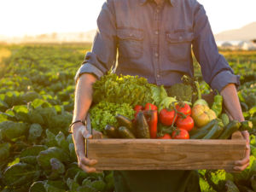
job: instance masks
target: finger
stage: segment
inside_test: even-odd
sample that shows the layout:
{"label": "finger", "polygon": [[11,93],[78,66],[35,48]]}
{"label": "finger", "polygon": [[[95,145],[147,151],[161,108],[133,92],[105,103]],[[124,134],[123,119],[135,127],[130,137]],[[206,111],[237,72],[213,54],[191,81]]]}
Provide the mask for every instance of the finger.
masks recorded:
{"label": "finger", "polygon": [[242,172],[243,170],[245,170],[249,166],[250,166],[250,163],[247,163],[246,165],[244,165],[242,166],[234,166],[233,169],[236,170],[236,171]]}
{"label": "finger", "polygon": [[80,126],[79,131],[84,138],[92,138],[92,135],[87,131],[84,125]]}
{"label": "finger", "polygon": [[97,160],[89,160],[89,159],[87,159],[85,157],[82,157],[82,158],[80,158],[80,160],[81,160],[81,162],[83,164],[84,164],[85,166],[93,166],[93,165],[95,165],[95,164],[97,163]]}

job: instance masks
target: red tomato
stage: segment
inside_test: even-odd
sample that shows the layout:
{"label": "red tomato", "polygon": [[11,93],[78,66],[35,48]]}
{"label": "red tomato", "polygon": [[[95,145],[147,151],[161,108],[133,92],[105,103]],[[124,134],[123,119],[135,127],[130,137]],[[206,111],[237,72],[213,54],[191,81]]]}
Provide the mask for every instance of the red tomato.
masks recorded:
{"label": "red tomato", "polygon": [[186,119],[178,117],[176,121],[176,125],[190,131],[194,127],[194,120],[190,116],[187,116]]}
{"label": "red tomato", "polygon": [[[149,106],[150,106],[150,107],[149,107]],[[157,110],[157,106],[153,105],[153,104],[148,102],[148,103],[145,105],[145,109],[144,109],[144,110],[149,110],[149,108],[151,108],[150,110]]]}
{"label": "red tomato", "polygon": [[185,115],[187,115],[187,114],[190,115],[191,114],[191,108],[188,104],[185,104],[183,108],[180,107],[180,105],[177,104],[177,105],[176,105],[176,109],[178,112],[183,113]]}
{"label": "red tomato", "polygon": [[[169,109],[164,108],[159,113],[160,121],[166,126],[171,126],[172,125],[172,121],[174,119],[174,117],[175,117],[175,111],[174,110],[170,111]],[[176,115],[176,118],[174,119],[174,123],[177,120],[177,115]]]}
{"label": "red tomato", "polygon": [[176,133],[175,131],[173,131],[172,134],[172,137],[173,139],[189,139],[189,134],[187,130],[184,130],[183,128],[177,128],[177,130],[180,131],[178,135],[174,137]]}
{"label": "red tomato", "polygon": [[172,139],[172,137],[166,133],[163,137],[157,137],[158,139]]}

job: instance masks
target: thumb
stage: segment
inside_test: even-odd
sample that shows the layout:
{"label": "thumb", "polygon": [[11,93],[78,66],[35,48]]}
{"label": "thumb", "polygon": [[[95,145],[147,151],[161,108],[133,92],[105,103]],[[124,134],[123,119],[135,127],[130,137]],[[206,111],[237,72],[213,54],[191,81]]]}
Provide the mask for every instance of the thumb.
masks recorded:
{"label": "thumb", "polygon": [[79,131],[84,138],[92,138],[92,135],[87,131],[84,125],[80,126]]}

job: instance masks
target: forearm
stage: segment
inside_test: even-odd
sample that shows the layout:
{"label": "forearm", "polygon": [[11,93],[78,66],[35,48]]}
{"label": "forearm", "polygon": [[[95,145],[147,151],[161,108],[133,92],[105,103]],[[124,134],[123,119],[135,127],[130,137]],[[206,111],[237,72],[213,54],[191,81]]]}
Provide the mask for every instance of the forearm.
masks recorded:
{"label": "forearm", "polygon": [[75,92],[74,112],[73,120],[84,120],[92,102],[93,84],[97,79],[90,73],[80,76]]}
{"label": "forearm", "polygon": [[223,96],[223,105],[226,108],[234,119],[240,122],[244,121],[240,102],[237,96],[237,91],[234,84],[229,84],[221,91]]}

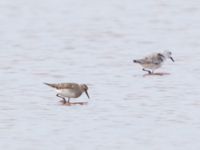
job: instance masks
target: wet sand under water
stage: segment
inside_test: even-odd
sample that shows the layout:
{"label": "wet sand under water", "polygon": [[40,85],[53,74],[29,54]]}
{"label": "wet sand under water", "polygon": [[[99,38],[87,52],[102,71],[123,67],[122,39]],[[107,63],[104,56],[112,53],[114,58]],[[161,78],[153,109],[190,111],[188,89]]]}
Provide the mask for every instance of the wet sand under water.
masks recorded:
{"label": "wet sand under water", "polygon": [[[0,1],[0,149],[200,149],[199,14],[194,0]],[[133,59],[164,50],[176,62],[144,78]],[[63,106],[44,82],[91,99]]]}

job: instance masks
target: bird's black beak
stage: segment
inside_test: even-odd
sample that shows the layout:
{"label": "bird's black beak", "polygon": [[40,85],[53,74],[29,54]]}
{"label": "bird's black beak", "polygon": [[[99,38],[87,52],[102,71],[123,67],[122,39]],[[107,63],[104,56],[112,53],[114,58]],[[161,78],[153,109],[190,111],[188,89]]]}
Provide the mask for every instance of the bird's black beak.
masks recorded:
{"label": "bird's black beak", "polygon": [[90,99],[90,96],[89,96],[87,90],[85,90],[85,94],[87,95],[88,99]]}
{"label": "bird's black beak", "polygon": [[174,59],[172,57],[170,57],[170,59],[174,62]]}

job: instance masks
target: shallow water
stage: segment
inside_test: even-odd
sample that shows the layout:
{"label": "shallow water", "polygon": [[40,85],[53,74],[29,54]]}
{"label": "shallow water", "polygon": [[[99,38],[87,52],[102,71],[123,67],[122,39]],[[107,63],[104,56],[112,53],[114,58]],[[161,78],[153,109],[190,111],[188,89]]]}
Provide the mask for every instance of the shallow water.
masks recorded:
{"label": "shallow water", "polygon": [[[0,149],[200,148],[200,5],[191,0],[1,0]],[[143,76],[134,58],[169,49]],[[63,106],[43,82],[89,85]]]}

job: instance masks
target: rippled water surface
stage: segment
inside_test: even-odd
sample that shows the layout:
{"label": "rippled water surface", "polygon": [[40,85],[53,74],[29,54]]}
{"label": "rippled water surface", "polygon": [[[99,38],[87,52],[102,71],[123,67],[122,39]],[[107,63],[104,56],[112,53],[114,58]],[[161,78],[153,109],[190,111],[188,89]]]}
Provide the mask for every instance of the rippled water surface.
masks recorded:
{"label": "rippled water surface", "polygon": [[[200,2],[1,0],[0,149],[199,150]],[[158,72],[133,64],[171,50]],[[63,106],[43,82],[89,86]]]}

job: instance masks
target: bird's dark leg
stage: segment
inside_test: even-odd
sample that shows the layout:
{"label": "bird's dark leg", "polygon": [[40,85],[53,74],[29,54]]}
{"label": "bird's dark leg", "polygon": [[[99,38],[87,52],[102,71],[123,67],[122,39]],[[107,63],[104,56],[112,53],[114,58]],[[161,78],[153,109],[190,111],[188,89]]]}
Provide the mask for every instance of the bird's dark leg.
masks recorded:
{"label": "bird's dark leg", "polygon": [[64,97],[60,96],[59,94],[56,94],[56,96],[62,98],[64,104],[66,103],[66,99]]}
{"label": "bird's dark leg", "polygon": [[149,74],[152,74],[153,72],[151,72],[150,70],[147,70],[147,69],[142,69],[143,71],[147,71]]}

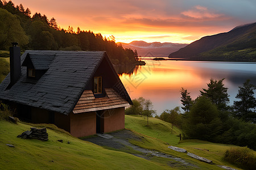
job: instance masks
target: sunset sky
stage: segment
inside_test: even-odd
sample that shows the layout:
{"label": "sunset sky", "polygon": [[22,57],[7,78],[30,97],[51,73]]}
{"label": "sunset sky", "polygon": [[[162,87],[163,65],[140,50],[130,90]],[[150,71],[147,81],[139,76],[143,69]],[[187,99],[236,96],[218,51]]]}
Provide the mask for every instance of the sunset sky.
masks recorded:
{"label": "sunset sky", "polygon": [[190,43],[256,22],[255,0],[13,0],[54,17],[64,29],[91,30],[116,42]]}

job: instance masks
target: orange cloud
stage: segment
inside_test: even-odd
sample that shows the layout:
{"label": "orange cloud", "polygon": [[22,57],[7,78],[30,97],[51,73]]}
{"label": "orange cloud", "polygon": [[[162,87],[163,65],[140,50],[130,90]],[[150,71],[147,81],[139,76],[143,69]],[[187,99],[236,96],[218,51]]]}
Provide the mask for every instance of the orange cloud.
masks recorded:
{"label": "orange cloud", "polygon": [[214,19],[223,16],[222,14],[215,14],[208,10],[207,7],[197,5],[192,10],[181,12],[185,16],[196,19]]}

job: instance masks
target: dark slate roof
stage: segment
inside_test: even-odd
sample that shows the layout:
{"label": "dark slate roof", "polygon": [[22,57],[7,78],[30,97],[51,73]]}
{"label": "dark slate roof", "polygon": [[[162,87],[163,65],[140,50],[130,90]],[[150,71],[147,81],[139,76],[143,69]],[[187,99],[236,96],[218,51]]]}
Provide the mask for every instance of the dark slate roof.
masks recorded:
{"label": "dark slate roof", "polygon": [[37,68],[41,66],[36,58],[53,58],[38,80],[27,79],[26,67],[22,66],[20,78],[6,89],[9,74],[0,84],[0,99],[65,114],[72,111],[91,76],[108,57],[105,52],[27,50],[21,56],[22,63],[28,53]]}
{"label": "dark slate roof", "polygon": [[55,55],[31,54],[28,53],[22,66],[27,66],[28,62],[31,61],[35,69],[47,70],[55,57]]}

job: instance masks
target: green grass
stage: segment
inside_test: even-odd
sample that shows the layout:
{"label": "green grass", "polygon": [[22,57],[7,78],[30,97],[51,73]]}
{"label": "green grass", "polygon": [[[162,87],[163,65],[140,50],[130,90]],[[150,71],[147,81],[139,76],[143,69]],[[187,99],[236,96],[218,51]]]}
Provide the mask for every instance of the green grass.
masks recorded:
{"label": "green grass", "polygon": [[148,122],[149,126],[147,126],[147,117],[125,116],[125,128],[159,139],[173,146],[178,144],[179,134],[181,133],[178,128],[174,126],[172,134],[171,124],[154,117],[149,117]]}
{"label": "green grass", "polygon": [[[216,164],[224,165],[239,169],[237,167],[224,160],[226,150],[238,146],[213,143],[199,140],[184,140],[179,142],[176,134],[180,133],[175,128],[171,134],[171,125],[160,120],[125,116],[125,126],[131,129],[142,140],[130,139],[134,144],[150,150],[180,158],[197,167],[186,167],[167,158],[150,157],[144,159],[131,155],[137,154],[130,148],[123,151],[102,147],[92,143],[73,137],[63,130],[51,124],[33,125],[19,122],[18,125],[0,121],[0,169],[223,169]],[[32,126],[46,127],[49,140],[42,142],[36,139],[16,138]],[[138,132],[137,132],[138,131]],[[159,135],[160,134],[160,135]],[[63,143],[57,140],[63,139]],[[67,142],[69,141],[70,144]],[[193,159],[186,154],[168,148],[171,145],[186,149],[188,152],[212,160],[216,164],[209,164]],[[15,147],[9,147],[12,144]],[[256,152],[254,152],[254,154]],[[172,167],[168,164],[172,163]]]}
{"label": "green grass", "polygon": [[[47,128],[49,140],[46,142],[16,138],[18,135],[30,130],[30,127],[31,125],[22,123],[16,125],[0,121],[1,169],[166,169],[158,163],[125,152],[105,149],[73,137],[56,130],[53,126]],[[63,139],[63,143],[58,142],[58,139]],[[68,141],[70,144],[67,143]],[[7,143],[15,147],[7,146]]]}
{"label": "green grass", "polygon": [[[134,144],[141,147],[156,150],[166,154],[175,155],[190,161],[201,168],[218,169],[216,165],[210,165],[196,160],[187,156],[185,154],[174,151],[168,148],[166,142],[170,145],[184,148],[188,152],[192,152],[201,157],[213,161],[214,164],[227,165],[239,169],[234,165],[224,160],[225,152],[232,147],[238,147],[233,145],[214,143],[200,140],[183,140],[179,141],[179,138],[176,135],[180,131],[176,128],[174,130],[174,134],[170,133],[171,124],[163,122],[160,120],[150,118],[150,126],[147,126],[147,119],[143,117],[125,116],[125,127],[132,130],[144,134],[142,141],[131,141]],[[161,135],[158,135],[158,133]],[[155,139],[158,138],[158,139]],[[254,152],[256,153],[256,152]]]}

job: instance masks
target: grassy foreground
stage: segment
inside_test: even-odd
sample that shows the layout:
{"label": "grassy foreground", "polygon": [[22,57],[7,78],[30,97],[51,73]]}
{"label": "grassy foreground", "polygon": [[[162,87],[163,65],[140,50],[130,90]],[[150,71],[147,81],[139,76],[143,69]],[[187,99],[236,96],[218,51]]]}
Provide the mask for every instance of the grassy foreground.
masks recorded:
{"label": "grassy foreground", "polygon": [[[142,137],[141,141],[130,139],[131,143],[181,158],[195,167],[180,164],[179,167],[170,167],[167,165],[170,162],[167,158],[153,158],[147,160],[122,151],[104,148],[73,137],[53,125],[20,122],[16,125],[0,121],[0,169],[223,169],[217,166],[222,165],[240,169],[223,160],[223,154],[227,149],[237,146],[199,140],[179,142],[177,134],[180,131],[175,128],[174,134],[171,134],[170,124],[150,118],[149,126],[146,125],[147,120],[143,117],[125,116],[126,128]],[[46,127],[49,140],[42,142],[16,137],[32,126]],[[63,143],[58,142],[59,139],[63,139]],[[6,144],[13,144],[15,147],[10,147]],[[185,148],[188,152],[212,160],[214,164],[201,162],[186,154],[174,151],[168,148],[169,145]]]}
{"label": "grassy foreground", "polygon": [[[29,130],[31,125],[0,121],[0,169],[164,169],[149,160],[105,149],[46,126],[49,140],[43,142],[16,138],[23,131]],[[57,129],[51,126],[51,129]],[[63,143],[58,142],[58,139],[63,139]],[[6,144],[13,144],[15,147],[10,147]]]}
{"label": "grassy foreground", "polygon": [[[131,143],[144,148],[156,150],[166,154],[190,160],[191,163],[203,169],[221,169],[216,165],[217,164],[240,169],[236,165],[231,164],[223,159],[224,154],[228,149],[238,146],[214,143],[196,139],[183,140],[180,142],[177,134],[180,131],[177,128],[174,129],[174,127],[173,134],[171,134],[171,124],[153,117],[150,118],[149,122],[150,126],[147,126],[146,118],[129,115],[125,116],[126,128],[131,129],[148,137],[148,138],[144,138],[144,140],[142,141],[130,141]],[[160,140],[157,140],[155,138],[158,138]],[[166,142],[170,144],[167,144]],[[174,151],[168,148],[167,147],[169,145],[184,148],[189,152],[212,160],[215,164],[210,165],[203,163],[191,158],[187,156],[186,154]],[[256,152],[254,151],[254,154],[256,154]]]}

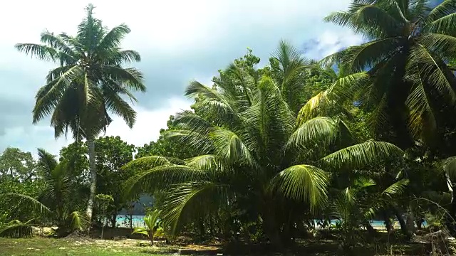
◆ ◆ ◆ ◆
GIVEN REQUEST.
How many lines of the items contain the string "slate"? Reply with the number alone.

TASK RESULT.
6